begin Data excerpts

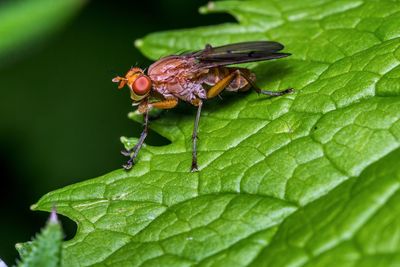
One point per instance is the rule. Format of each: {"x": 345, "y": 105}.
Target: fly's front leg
{"x": 165, "y": 104}
{"x": 139, "y": 145}
{"x": 199, "y": 104}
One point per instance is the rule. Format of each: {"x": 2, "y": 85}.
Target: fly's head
{"x": 138, "y": 83}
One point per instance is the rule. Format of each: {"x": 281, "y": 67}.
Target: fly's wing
{"x": 237, "y": 53}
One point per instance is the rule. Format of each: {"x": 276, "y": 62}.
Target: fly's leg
{"x": 165, "y": 104}
{"x": 222, "y": 84}
{"x": 199, "y": 104}
{"x": 139, "y": 145}
{"x": 265, "y": 92}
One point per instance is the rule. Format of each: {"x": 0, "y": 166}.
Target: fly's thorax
{"x": 167, "y": 68}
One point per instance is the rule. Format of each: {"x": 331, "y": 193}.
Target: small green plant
{"x": 45, "y": 249}
{"x": 309, "y": 179}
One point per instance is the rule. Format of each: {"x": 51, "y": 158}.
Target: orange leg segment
{"x": 165, "y": 104}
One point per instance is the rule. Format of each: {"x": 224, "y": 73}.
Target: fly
{"x": 195, "y": 77}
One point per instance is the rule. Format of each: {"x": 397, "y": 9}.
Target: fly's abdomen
{"x": 239, "y": 83}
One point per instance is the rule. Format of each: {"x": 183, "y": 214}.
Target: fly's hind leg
{"x": 165, "y": 104}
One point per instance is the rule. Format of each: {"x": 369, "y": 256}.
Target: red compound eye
{"x": 142, "y": 85}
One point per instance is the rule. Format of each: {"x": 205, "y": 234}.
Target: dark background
{"x": 60, "y": 115}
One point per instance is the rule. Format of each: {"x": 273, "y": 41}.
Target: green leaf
{"x": 45, "y": 249}
{"x": 308, "y": 179}
{"x": 25, "y": 22}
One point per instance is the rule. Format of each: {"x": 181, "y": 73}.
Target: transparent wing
{"x": 237, "y": 53}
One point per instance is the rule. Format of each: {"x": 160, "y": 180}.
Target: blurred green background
{"x": 60, "y": 115}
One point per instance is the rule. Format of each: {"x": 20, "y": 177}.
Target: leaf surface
{"x": 308, "y": 179}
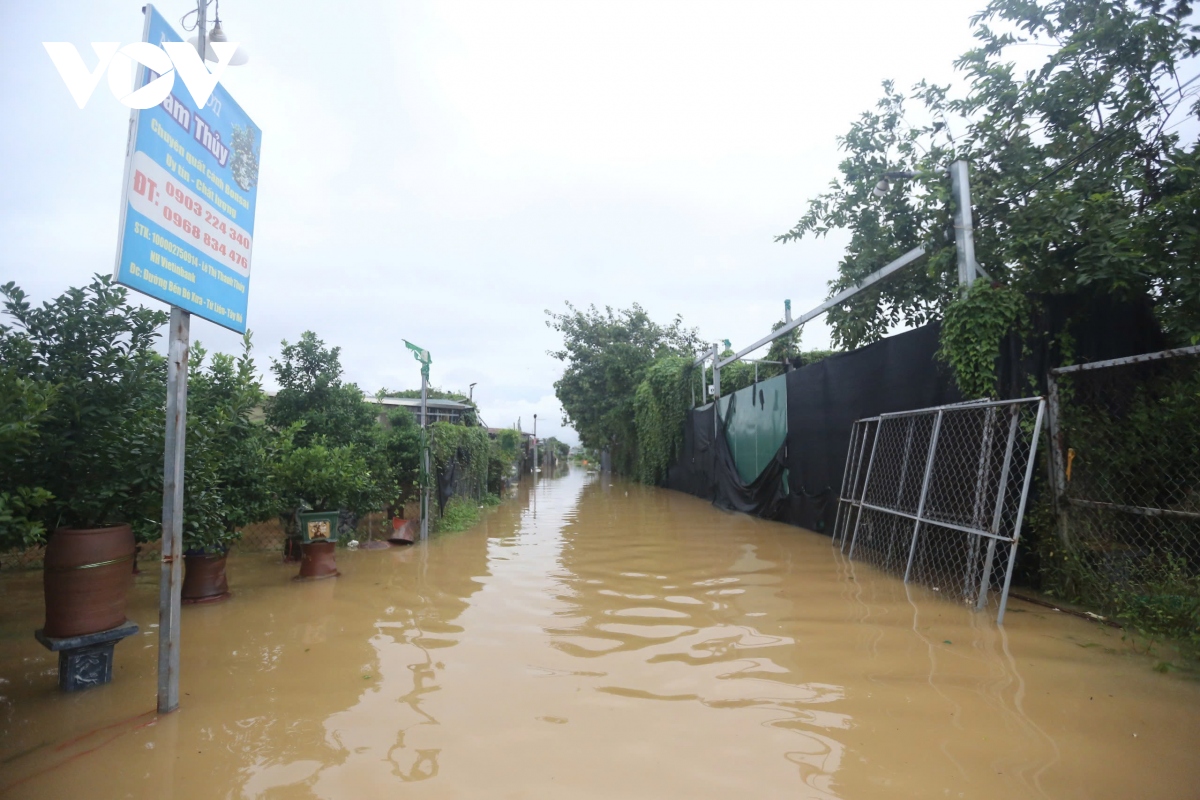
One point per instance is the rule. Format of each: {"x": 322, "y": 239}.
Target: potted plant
{"x": 227, "y": 467}
{"x": 316, "y": 482}
{"x": 96, "y": 469}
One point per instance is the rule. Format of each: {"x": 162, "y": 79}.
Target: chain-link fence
{"x": 1126, "y": 479}
{"x": 850, "y": 503}
{"x": 941, "y": 495}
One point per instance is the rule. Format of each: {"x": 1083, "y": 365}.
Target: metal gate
{"x": 939, "y": 494}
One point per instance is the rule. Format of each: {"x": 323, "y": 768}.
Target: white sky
{"x": 444, "y": 172}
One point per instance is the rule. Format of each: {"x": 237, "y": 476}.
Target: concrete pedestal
{"x": 85, "y": 661}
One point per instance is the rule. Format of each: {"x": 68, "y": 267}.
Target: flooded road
{"x": 599, "y": 641}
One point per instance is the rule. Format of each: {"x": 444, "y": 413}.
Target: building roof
{"x": 415, "y": 402}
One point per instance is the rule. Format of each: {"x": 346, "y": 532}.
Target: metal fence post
{"x": 867, "y": 482}
{"x": 1001, "y": 495}
{"x": 845, "y": 474}
{"x": 1020, "y": 511}
{"x": 924, "y": 491}
{"x": 1057, "y": 467}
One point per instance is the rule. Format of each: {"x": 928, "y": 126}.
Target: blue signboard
{"x": 191, "y": 185}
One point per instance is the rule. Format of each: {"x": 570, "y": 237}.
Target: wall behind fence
{"x": 899, "y": 373}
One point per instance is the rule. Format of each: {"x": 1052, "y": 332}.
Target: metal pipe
{"x": 838, "y": 299}
{"x": 1129, "y": 359}
{"x": 964, "y": 229}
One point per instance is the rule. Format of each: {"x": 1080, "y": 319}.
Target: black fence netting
{"x": 899, "y": 373}
{"x": 823, "y": 401}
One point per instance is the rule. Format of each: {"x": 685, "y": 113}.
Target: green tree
{"x": 99, "y": 441}
{"x": 503, "y": 452}
{"x": 606, "y": 355}
{"x": 660, "y": 408}
{"x": 311, "y": 391}
{"x": 1081, "y": 176}
{"x": 23, "y": 405}
{"x": 229, "y": 458}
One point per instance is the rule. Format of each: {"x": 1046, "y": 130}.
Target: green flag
{"x": 421, "y": 355}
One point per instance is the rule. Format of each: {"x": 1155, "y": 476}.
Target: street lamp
{"x": 216, "y": 35}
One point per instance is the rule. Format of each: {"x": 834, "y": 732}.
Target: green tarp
{"x": 757, "y": 426}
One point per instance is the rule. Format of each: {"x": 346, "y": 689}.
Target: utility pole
{"x": 424, "y": 358}
{"x": 425, "y": 452}
{"x": 964, "y": 228}
{"x": 717, "y": 389}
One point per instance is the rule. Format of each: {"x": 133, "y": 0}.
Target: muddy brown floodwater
{"x": 599, "y": 639}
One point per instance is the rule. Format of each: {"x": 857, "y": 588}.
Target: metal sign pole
{"x": 172, "y": 567}
{"x": 425, "y": 453}
{"x": 171, "y": 571}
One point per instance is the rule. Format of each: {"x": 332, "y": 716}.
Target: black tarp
{"x": 899, "y": 373}
{"x": 825, "y": 398}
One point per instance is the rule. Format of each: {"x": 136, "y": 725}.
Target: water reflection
{"x": 599, "y": 639}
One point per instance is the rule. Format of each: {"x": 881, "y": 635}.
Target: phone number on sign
{"x": 183, "y": 218}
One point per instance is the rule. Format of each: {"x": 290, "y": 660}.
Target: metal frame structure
{"x": 969, "y": 270}
{"x": 1062, "y": 499}
{"x": 976, "y": 461}
{"x": 850, "y": 501}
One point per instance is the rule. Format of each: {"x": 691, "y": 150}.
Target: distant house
{"x": 439, "y": 410}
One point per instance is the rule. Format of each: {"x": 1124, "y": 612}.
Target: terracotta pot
{"x": 402, "y": 531}
{"x": 318, "y": 561}
{"x": 87, "y": 579}
{"x": 204, "y": 578}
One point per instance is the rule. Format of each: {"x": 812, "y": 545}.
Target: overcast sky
{"x": 444, "y": 172}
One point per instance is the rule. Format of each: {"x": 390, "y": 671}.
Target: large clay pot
{"x": 87, "y": 579}
{"x": 204, "y": 578}
{"x": 318, "y": 561}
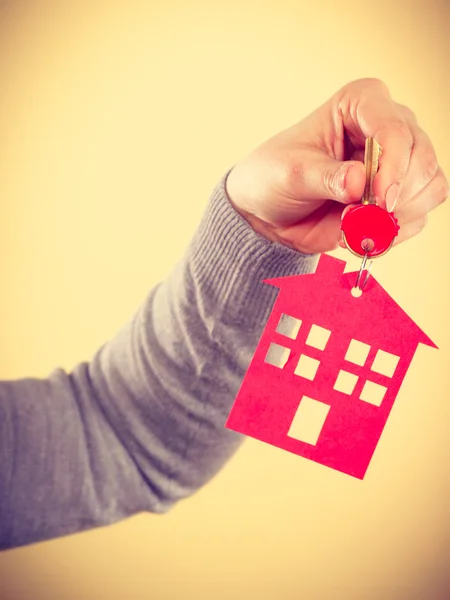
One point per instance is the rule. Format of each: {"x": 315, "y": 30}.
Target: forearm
{"x": 142, "y": 424}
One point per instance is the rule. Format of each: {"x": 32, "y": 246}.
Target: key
{"x": 368, "y": 230}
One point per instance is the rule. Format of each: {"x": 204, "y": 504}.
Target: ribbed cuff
{"x": 229, "y": 261}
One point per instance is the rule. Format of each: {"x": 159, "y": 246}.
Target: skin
{"x": 295, "y": 187}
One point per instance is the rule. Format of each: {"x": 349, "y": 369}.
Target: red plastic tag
{"x": 327, "y": 368}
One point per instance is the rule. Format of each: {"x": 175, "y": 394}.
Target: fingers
{"x": 317, "y": 178}
{"x": 423, "y": 168}
{"x": 367, "y": 105}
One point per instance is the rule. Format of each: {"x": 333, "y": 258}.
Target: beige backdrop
{"x": 117, "y": 119}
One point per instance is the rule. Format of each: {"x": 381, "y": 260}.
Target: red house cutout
{"x": 327, "y": 359}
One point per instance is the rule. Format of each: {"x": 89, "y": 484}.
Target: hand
{"x": 293, "y": 189}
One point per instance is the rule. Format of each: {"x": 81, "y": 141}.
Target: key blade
{"x": 371, "y": 161}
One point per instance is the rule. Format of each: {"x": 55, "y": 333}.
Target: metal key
{"x": 368, "y": 230}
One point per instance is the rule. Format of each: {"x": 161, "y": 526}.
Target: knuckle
{"x": 419, "y": 226}
{"x": 409, "y": 114}
{"x": 333, "y": 181}
{"x": 444, "y": 193}
{"x": 400, "y": 128}
{"x": 372, "y": 83}
{"x": 429, "y": 165}
{"x": 293, "y": 170}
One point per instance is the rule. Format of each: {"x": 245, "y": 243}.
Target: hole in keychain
{"x": 357, "y": 290}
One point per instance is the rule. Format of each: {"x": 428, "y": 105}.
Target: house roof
{"x": 325, "y": 297}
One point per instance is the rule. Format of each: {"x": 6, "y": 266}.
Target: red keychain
{"x": 367, "y": 229}
{"x": 329, "y": 365}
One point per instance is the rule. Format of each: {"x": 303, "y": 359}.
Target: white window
{"x": 307, "y": 367}
{"x": 373, "y": 393}
{"x": 385, "y": 363}
{"x": 345, "y": 382}
{"x": 309, "y": 420}
{"x": 357, "y": 353}
{"x": 288, "y": 326}
{"x": 318, "y": 337}
{"x": 277, "y": 355}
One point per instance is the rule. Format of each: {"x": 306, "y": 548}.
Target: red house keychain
{"x": 329, "y": 365}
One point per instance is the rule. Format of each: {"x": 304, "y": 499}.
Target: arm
{"x": 142, "y": 425}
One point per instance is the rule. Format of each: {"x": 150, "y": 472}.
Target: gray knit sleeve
{"x": 141, "y": 425}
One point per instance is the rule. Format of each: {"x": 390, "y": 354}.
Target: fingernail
{"x": 391, "y": 196}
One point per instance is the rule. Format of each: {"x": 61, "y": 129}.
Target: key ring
{"x": 368, "y": 230}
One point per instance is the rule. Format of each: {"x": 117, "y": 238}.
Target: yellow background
{"x": 116, "y": 121}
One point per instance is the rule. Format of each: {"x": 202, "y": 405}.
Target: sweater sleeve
{"x": 141, "y": 425}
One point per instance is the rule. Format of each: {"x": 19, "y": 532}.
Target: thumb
{"x": 323, "y": 178}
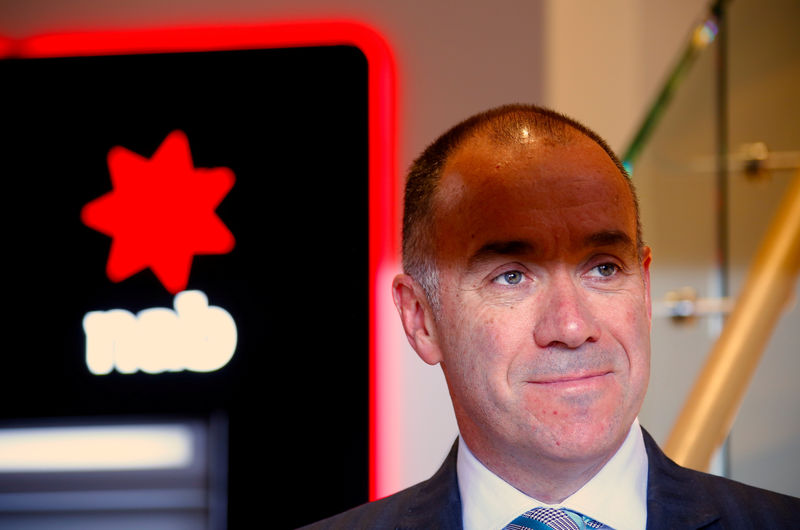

end Data excerpts

- _Exercise description_:
Filter the records, copying each line that contains the word "house".

- _Finished answer_:
Target: distant house
Target: red house cutout
Target: house roof
Target: red house keychain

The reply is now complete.